Directions
Print each line of the listing once more, precisely as given.

Data records
◇ ◇ ◇

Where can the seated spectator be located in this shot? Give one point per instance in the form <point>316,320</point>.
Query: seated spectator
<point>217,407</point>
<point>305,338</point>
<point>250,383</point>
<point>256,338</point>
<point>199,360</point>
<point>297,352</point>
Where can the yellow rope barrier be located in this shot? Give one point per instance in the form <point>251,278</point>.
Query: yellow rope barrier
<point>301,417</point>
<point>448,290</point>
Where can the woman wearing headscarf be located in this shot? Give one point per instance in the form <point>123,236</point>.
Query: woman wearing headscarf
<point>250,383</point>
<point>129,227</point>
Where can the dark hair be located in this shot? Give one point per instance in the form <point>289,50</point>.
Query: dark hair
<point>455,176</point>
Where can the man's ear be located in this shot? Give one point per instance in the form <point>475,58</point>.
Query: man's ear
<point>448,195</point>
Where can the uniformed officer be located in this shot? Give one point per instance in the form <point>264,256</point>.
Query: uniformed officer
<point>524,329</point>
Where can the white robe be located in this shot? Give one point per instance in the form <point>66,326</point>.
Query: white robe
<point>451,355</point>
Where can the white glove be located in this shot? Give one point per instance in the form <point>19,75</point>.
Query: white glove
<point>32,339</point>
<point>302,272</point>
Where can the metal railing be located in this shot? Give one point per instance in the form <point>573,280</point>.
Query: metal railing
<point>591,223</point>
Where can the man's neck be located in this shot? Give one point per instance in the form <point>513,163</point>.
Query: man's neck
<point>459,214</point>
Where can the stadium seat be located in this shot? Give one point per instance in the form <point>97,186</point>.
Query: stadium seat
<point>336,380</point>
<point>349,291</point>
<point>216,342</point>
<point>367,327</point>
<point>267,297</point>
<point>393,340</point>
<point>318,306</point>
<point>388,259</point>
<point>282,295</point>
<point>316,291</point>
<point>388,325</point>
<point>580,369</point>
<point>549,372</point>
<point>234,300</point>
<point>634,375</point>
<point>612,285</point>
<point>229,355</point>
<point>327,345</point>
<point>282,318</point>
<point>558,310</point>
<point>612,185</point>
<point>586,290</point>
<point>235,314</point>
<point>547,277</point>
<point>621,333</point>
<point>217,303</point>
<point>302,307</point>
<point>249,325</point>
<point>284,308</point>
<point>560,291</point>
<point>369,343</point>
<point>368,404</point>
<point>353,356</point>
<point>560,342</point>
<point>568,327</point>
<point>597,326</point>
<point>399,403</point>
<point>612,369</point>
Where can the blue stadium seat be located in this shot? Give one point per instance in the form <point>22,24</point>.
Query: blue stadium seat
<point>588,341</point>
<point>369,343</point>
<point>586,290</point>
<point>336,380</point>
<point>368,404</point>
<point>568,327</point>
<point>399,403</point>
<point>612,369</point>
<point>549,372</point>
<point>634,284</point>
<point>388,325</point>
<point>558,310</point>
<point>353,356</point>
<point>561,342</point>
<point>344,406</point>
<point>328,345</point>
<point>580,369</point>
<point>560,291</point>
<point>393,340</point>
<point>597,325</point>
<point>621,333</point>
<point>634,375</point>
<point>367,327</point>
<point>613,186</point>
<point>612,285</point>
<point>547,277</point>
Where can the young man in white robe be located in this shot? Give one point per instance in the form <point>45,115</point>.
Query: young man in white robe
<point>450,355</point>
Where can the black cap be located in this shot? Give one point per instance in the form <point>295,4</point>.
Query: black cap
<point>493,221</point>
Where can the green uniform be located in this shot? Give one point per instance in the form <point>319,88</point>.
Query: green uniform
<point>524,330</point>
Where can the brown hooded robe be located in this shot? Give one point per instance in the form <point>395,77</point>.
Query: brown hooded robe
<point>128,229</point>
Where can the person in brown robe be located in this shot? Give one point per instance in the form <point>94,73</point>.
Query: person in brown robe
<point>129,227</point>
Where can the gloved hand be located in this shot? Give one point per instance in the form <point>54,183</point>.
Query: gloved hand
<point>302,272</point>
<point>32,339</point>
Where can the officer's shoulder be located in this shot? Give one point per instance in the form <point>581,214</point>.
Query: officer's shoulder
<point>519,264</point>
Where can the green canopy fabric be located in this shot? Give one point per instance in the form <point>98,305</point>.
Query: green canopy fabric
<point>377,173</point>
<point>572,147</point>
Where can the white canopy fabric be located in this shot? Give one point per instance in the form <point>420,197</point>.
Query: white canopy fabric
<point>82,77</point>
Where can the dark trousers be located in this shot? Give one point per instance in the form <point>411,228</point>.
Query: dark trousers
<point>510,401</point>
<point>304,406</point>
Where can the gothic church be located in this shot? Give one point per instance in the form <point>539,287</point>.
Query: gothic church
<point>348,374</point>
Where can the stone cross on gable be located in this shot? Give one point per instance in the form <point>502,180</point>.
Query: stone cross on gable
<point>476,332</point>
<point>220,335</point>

◇ ◇ ◇

Result of this task
Where can the seated spectator be located in this shot? Give one point per instance in the form <point>316,320</point>.
Query: seated spectator
<point>217,407</point>
<point>305,338</point>
<point>250,383</point>
<point>256,338</point>
<point>199,360</point>
<point>297,352</point>
Where can the yellow rope barrier be located in this shot? Give one point per instance in the form <point>251,278</point>.
Query: yellow rope barrier
<point>301,417</point>
<point>448,290</point>
Where can the woman wearing headscarf be located in this shot? Give one point per instance in the form <point>123,236</point>.
Query: woman wearing headscarf
<point>250,383</point>
<point>129,227</point>
Where can the dark hair be located in this shot? Give one point per instance in the form <point>289,50</point>.
Query: dark hair
<point>455,176</point>
Where can the man's ear be located in this shot? Give one point per instance in the form <point>475,58</point>.
Query: man's ear
<point>448,195</point>
Where can the uniformed officer be located in this shot? Give one point per instance in the form <point>264,256</point>.
Query: uniformed officer
<point>524,329</point>
Where can the white robe be located in this shot? Give one point per instance in the form <point>66,326</point>.
Query: white robe
<point>451,355</point>
Where can the white glove be located in this shot? Give one point per instance in the form <point>19,75</point>.
Query: white glove
<point>32,339</point>
<point>302,272</point>
Where can the metal railing be located in this shot? Give one point per instance in the form <point>573,280</point>.
Query: metal railing
<point>591,223</point>
Where can the man's neck be located in this shot? Give one point per instance in the form <point>513,163</point>.
Query: man's neck
<point>459,214</point>
Where can the stadium seat be located in this shot? Give one point per instance in the form <point>97,186</point>.
Query: stadium seat
<point>336,380</point>
<point>349,291</point>
<point>216,342</point>
<point>367,327</point>
<point>267,297</point>
<point>393,340</point>
<point>318,306</point>
<point>388,259</point>
<point>282,295</point>
<point>316,291</point>
<point>388,325</point>
<point>580,369</point>
<point>549,372</point>
<point>234,300</point>
<point>634,375</point>
<point>612,285</point>
<point>229,355</point>
<point>327,345</point>
<point>282,318</point>
<point>558,310</point>
<point>612,185</point>
<point>586,290</point>
<point>235,314</point>
<point>547,277</point>
<point>621,333</point>
<point>217,303</point>
<point>302,307</point>
<point>249,325</point>
<point>284,308</point>
<point>560,291</point>
<point>369,343</point>
<point>368,404</point>
<point>353,356</point>
<point>560,342</point>
<point>568,327</point>
<point>597,326</point>
<point>399,403</point>
<point>612,369</point>
Where can the blue stadium seat be located in this shot? Give one point per instance in the form <point>22,24</point>.
Query: blue stadium seat
<point>588,341</point>
<point>369,343</point>
<point>586,290</point>
<point>336,380</point>
<point>368,404</point>
<point>568,327</point>
<point>399,403</point>
<point>612,369</point>
<point>549,372</point>
<point>634,284</point>
<point>388,325</point>
<point>558,310</point>
<point>353,356</point>
<point>561,342</point>
<point>344,406</point>
<point>328,345</point>
<point>580,369</point>
<point>560,291</point>
<point>393,340</point>
<point>597,325</point>
<point>621,333</point>
<point>634,375</point>
<point>367,327</point>
<point>613,186</point>
<point>612,285</point>
<point>547,277</point>
Where can the young man in white robe be located in this shot? Give one point per instance in the form <point>45,115</point>.
Query: young man in white robe
<point>450,355</point>
Where can the black cap be located in this shot? Give one point per instance in the form <point>295,4</point>.
Query: black cap
<point>493,221</point>
Where can the green uniform be located in this shot? Give one point per instance in the form <point>319,88</point>.
Query: green uniform
<point>524,330</point>
Where can the brown hooded robe be located in this shot? Give one point per instance in the form <point>395,77</point>.
Query: brown hooded robe
<point>128,229</point>
Where can the person in brown robe be located in this shot? Give one point per instance in the form <point>94,73</point>.
Query: person in brown robe
<point>129,227</point>
Where can the gloved hand be located in this shot? Give one point per instance in the form <point>54,183</point>.
Query: gloved hand
<point>302,272</point>
<point>32,339</point>
Where can the officer's shoulder be located in this shot? Give one point per instance in the form <point>581,214</point>.
Query: officer's shoulder
<point>519,264</point>
Where can the green canopy fabric be located in this shot? Give one point per instance in the form <point>98,305</point>.
Query: green canopy fabric
<point>377,173</point>
<point>572,147</point>
Where can the white canopy fabric be located in this shot? Give one point per instance in the form <point>420,197</point>.
Query: white canopy fabric
<point>82,77</point>
Where can the dark trousers be located in this shot? Give one point per instance in the form <point>411,228</point>.
Query: dark trousers
<point>510,401</point>
<point>304,406</point>
Where can the gothic church be located in this shot? Give one point per instance in the form <point>539,287</point>.
Query: gothic church
<point>348,374</point>
Where can the stone cross on gable be located in this shot? Give one point per instance in the form <point>502,180</point>.
Query: stone cross on gable
<point>476,332</point>
<point>220,335</point>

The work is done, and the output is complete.